- **Aim of the task**
From the abstract on mucus rheology below, list every property on which sputum samples are compared with ALI mucus, and say for each whether the abstract reports a similarity or a difference.

Rheological comparison of sputum and reconstituted airway epithelium mucus

Abstract

Pulmonary mucus serves as a crucial protective barrier in the respiratory tract, defending against pathogens and contributing to effective clearance mechanisms. In Muco Obstructive Pulmonary Diseases (MOPD), abnormal rheological properties lead to highly viscous mucus, fostering chronic infections and exacerbations. While prior research has linked mucus viscoelasticity to its mucin content, the variability in MOPD patients implies the involvement of other factors. To isolate these effects, mucus produced by epithelia reconstituted in vitro serves as a powerful versatile model for mucin research. This study characterises the rheology of mucus collected from Air-Liquid Interface (ALI) cultures and compares it to sputum samples from MOPD patients, demonstrating that macrorheology with cone-plate geometries is a reproducible method for analysing small mucus quantities from ALI cultures. While sputum samples exhibit similarities in rigidity with ALI mucus, they also display structural differences and variations in their response to substantial deformations. The study highlights the importance of understanding mucus behaviour under large deformations, emphasising the role of ALI cultures as a controlled environment for conducting detailed studies.

- **Listed records**
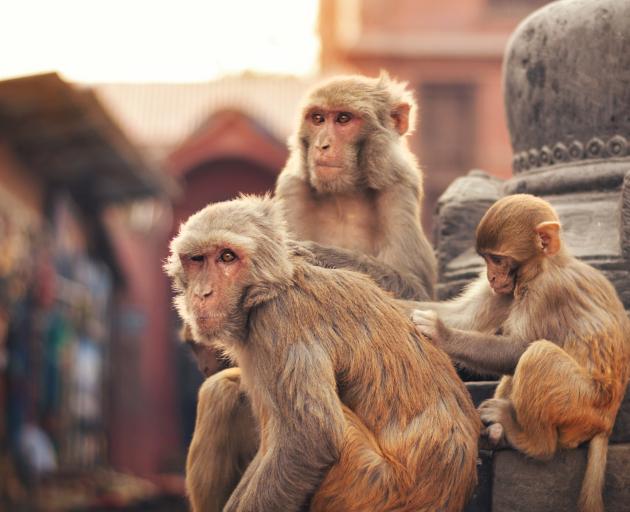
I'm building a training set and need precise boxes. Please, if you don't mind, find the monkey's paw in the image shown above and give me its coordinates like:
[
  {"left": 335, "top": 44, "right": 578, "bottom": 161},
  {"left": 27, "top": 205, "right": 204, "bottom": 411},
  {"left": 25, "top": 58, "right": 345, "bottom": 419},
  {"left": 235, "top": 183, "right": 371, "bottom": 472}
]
[
  {"left": 477, "top": 398, "right": 510, "bottom": 425},
  {"left": 411, "top": 309, "right": 440, "bottom": 343}
]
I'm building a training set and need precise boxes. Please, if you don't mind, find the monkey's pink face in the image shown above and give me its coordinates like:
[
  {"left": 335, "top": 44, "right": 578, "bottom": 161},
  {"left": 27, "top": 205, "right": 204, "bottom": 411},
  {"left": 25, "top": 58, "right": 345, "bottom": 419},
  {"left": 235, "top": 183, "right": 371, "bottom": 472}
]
[
  {"left": 304, "top": 107, "right": 363, "bottom": 187},
  {"left": 482, "top": 254, "right": 518, "bottom": 295},
  {"left": 179, "top": 246, "right": 247, "bottom": 337}
]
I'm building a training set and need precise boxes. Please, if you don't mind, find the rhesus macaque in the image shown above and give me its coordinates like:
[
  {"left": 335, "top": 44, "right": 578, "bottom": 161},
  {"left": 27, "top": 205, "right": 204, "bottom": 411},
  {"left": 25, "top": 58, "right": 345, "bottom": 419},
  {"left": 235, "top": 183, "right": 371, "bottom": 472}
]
[
  {"left": 276, "top": 73, "right": 436, "bottom": 300},
  {"left": 413, "top": 194, "right": 630, "bottom": 512},
  {"left": 165, "top": 197, "right": 480, "bottom": 512}
]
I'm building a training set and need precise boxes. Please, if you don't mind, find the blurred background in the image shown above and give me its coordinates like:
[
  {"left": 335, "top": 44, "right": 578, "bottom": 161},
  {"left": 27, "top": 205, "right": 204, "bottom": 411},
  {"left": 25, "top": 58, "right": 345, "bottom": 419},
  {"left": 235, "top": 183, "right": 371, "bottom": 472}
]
[{"left": 0, "top": 0, "right": 547, "bottom": 511}]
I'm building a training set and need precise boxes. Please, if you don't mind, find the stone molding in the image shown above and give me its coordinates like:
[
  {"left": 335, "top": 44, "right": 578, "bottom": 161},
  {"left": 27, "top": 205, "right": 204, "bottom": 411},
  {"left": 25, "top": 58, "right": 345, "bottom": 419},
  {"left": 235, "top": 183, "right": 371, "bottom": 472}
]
[{"left": 512, "top": 134, "right": 630, "bottom": 174}]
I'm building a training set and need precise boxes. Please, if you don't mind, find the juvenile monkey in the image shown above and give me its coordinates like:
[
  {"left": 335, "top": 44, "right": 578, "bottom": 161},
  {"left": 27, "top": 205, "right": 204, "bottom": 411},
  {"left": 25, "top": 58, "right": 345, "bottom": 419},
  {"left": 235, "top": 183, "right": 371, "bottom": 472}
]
[
  {"left": 413, "top": 194, "right": 630, "bottom": 512},
  {"left": 165, "top": 197, "right": 480, "bottom": 512},
  {"left": 275, "top": 73, "right": 436, "bottom": 300}
]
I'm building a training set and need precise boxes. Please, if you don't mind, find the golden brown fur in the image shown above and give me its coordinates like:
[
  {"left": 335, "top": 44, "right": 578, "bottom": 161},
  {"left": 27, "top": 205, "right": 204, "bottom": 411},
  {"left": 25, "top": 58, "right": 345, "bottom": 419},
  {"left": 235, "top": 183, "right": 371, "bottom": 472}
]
[
  {"left": 166, "top": 198, "right": 479, "bottom": 512},
  {"left": 414, "top": 194, "right": 630, "bottom": 512}
]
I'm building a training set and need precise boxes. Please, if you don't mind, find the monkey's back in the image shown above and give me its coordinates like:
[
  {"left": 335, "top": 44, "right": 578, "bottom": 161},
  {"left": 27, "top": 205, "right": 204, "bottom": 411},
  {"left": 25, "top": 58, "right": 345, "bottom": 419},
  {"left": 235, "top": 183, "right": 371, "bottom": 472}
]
[{"left": 254, "top": 262, "right": 480, "bottom": 510}]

- **Exercise solution**
- Rigidity: similar
- Structure: different
- Response to substantial deformations: different